Selected excerpt ->

In conversation with Charles-Henri Gallois: Mr. Frexit

During the height of the COVID-19 lockdown, I sat down with French politician, Charles-Henri Gallois, to discuss his views on Frexit and the impact of COVID-19 on the future of the European Union.

Politically engaged from a noticeably young age, Gallois graduated from Lyon Business School with a degree in Economics. In 2019, Gallois published his first book, ‘Les illusions économiques de l’Union Européenne’, which presented a scathing attack on the European Union’s monetary policy as well as its democratic deficit. Today, at the age of thirty-two, Gallois now finds himself as Treasurer of l’Union Populaire Républicain‘, a French sovereigntist political party which advocates for the French withdrawal from the EU, the Euro and, NATO as well as proposing a nation-wide referendum to resolve the issues of national public debt and immigration.

On the night of Britain’s departure from the EU, Gallois was pictured in Parliament Square, celebrating alongside the Brexit party’s Alexandra Phillips. When I questioned his reasons for celebrating Brexit, he instantly responded with one word: “freedom”. This was, he explained, an opportunity for the British people to take back control of their economy, their law-making, and their national borders. A phenomenon which he believed would inspire other European countries to retain their own national sovereignty.

The data ->
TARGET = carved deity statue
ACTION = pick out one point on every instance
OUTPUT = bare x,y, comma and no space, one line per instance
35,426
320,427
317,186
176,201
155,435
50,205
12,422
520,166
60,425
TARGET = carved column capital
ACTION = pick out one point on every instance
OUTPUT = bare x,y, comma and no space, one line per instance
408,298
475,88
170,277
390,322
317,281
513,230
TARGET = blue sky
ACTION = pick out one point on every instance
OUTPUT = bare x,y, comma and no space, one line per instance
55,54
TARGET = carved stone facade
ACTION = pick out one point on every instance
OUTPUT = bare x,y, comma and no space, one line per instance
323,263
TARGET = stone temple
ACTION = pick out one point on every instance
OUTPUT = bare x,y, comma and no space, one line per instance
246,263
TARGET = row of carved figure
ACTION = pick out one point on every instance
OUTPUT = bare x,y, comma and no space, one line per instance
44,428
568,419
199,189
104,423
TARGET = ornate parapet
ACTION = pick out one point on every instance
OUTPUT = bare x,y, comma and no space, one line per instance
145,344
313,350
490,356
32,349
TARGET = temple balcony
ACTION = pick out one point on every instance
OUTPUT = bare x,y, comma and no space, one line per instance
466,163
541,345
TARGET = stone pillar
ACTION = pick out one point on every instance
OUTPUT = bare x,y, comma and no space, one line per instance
...
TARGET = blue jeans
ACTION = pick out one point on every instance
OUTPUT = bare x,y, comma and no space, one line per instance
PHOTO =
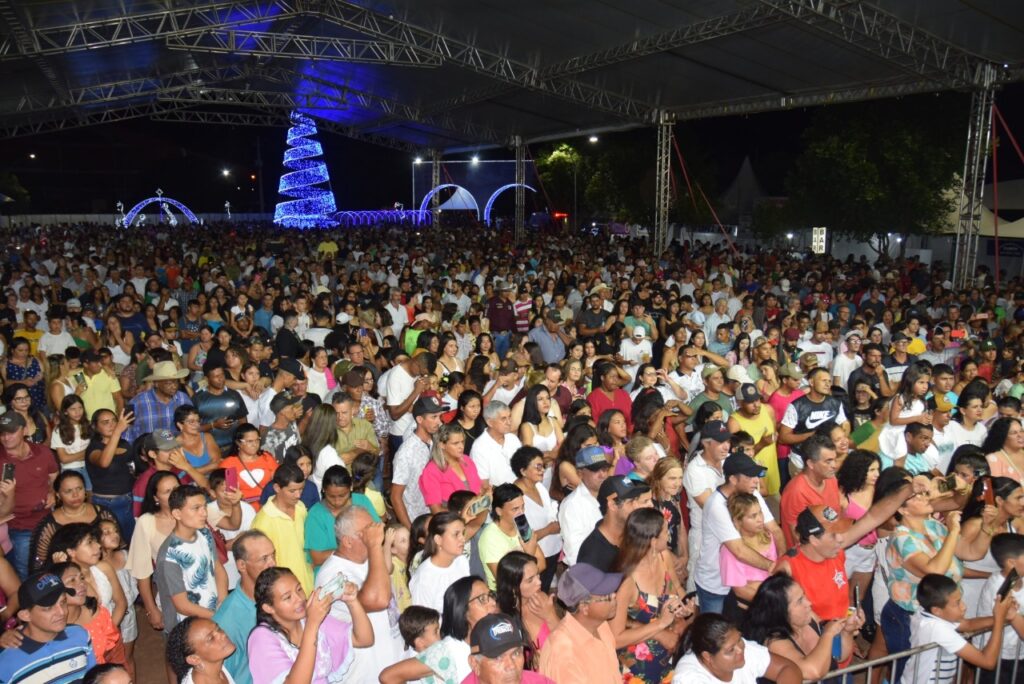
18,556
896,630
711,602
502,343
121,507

Required work ->
[A] List the three things that, according to the interview with Charles-Henri Gallois above, his party advocates French withdrawal from.
[B] Write the next part of the interview with Charles-Henri Gallois, picking up after its last sentence.

Expected results ->
[A]
the EU
the Euro
NATO

[B]
Furthermore, the French politician maintained that Italy would be the next country to leave the organisation. Admittedly, the polls seem to concur with Gallois. The Tecné Agency poll, for example, found that forty-nine per cent of Italians were now in support of leaving the European Union, up by twenty per cent since the end of 2018. Whilst the Italians have always had a rather difficult relationship with their European counterparts, it is fair to say that COVID-19 has sparked the bonfire. Indeed, relations have been marred by the German and Dutch decision to veto any ‘coronabond’ schemes (joint debt issued to member states which would be common and would come from the European Investment Bank).

Moreover, during the height of the pandemic, the EU continued to hit Italy with heavy fines for breaking state aid rules. The most appalling of these cases saw the Italian government being slapped with a €7.5 million fine by the EU for failing to recuperate the illegal state aid it gave to the Sardinian hotel industry to cope with lockdown measures. Due to the incoming worldwide recession caused by the virus, Gallois believes that the Italians are left with two choices: “Italexit” or being “enslaved” within the European Stability Mechanism (ESM). The latter was the route that Greece took, following the previous Eurozone crisis, which saw the country accept bailout loans in return for mass privatisation of industry as well as a ceding of economic sovereignty to the ESM.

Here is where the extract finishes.